Given problem
Your task is to output the entries below word for word.

Records to process
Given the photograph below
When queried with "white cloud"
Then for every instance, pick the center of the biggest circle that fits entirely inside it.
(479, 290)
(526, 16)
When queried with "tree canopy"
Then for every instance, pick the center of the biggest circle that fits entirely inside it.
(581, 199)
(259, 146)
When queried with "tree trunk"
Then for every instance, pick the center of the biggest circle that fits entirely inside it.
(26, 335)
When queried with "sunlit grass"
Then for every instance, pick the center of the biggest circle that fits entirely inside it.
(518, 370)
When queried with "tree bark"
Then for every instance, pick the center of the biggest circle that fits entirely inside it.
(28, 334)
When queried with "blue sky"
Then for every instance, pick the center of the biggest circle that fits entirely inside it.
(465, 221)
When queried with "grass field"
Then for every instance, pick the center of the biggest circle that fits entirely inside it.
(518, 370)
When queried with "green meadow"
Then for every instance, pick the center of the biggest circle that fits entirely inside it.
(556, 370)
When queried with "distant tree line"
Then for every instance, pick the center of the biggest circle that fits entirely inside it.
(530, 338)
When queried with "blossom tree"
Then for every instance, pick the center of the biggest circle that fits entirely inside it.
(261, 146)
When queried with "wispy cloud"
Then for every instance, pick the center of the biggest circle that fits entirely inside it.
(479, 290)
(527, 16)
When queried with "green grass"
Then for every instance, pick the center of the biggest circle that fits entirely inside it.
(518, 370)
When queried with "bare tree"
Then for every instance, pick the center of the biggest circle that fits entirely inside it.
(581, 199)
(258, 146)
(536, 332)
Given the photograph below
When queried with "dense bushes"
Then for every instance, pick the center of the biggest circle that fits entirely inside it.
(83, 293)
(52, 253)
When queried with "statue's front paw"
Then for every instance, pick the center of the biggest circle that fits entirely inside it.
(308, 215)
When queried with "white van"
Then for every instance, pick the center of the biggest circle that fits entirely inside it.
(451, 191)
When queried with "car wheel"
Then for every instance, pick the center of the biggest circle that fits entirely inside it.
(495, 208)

Answer
Given the photograph below
When queried with "white cloud"
Then for every instance, pick the center of the biggest circle that fits entirely inside it.
(479, 290)
(526, 16)
When queried with "tree canopy"
Then for every instance, pick the center of the biggest circle that fits entirely inside it.
(581, 199)
(259, 146)
When queried with "tree trunk"
Then for every instance, pick the center of the biggest circle that fits entirely inside it.
(26, 335)
When queried with "sunlit grass"
Then for every instance, pick the center of the biggest circle that fits entirely inside it.
(518, 370)
When queried with "tree bark"
Then for every instance, pick the center of the biggest circle that fits entirely inside it.
(28, 334)
When queried with "blue sky"
Then for every instance, pick the center of the biggest circle that fits entirely inside it.
(465, 221)
When queried with "grass field"
Then for every instance, pick the center of the biggest circle that fits entirely inside it.
(518, 370)
When queried with "green meadow"
Then for every instance, pick the center of the biggest circle that fits entirely inside it.
(556, 370)
When queried with "distant tree line"
Then for every instance, pick the center of the biggest circle that fits entirely inside it.
(530, 338)
When queried with "blossom tree"
Then for every instance, pick the center of the biggest circle that fits entirely inside it.
(261, 146)
When queried with "wispy cloud"
Then for every instance, pick the center of the biggest circle that fits entirely inside it.
(479, 290)
(527, 16)
When queried with "green grass"
Then for every instance, pick the center of the biggest circle that fits entirely inside it.
(518, 370)
When queried with "bare tree"
Then for every instance, pick the center of the biggest circle that fits entirely inside it.
(581, 199)
(258, 146)
(536, 332)
Given the photograph below
When queried with "dense bushes"
Then for every instance, pick the center of the biggest circle that fits entirely inside it.
(83, 293)
(52, 253)
When queried with "statue's front paw"
Then for every instance, pick the center of the biggest circle that fits entirely inside it.
(308, 215)
When queried with "white van"
Then for every instance, pick the center of the biggest circle that fits entirely inside it.
(451, 191)
When queried with "car wheel"
Then for every instance, pick the center of the biggest circle that fits entirely inside it.
(495, 208)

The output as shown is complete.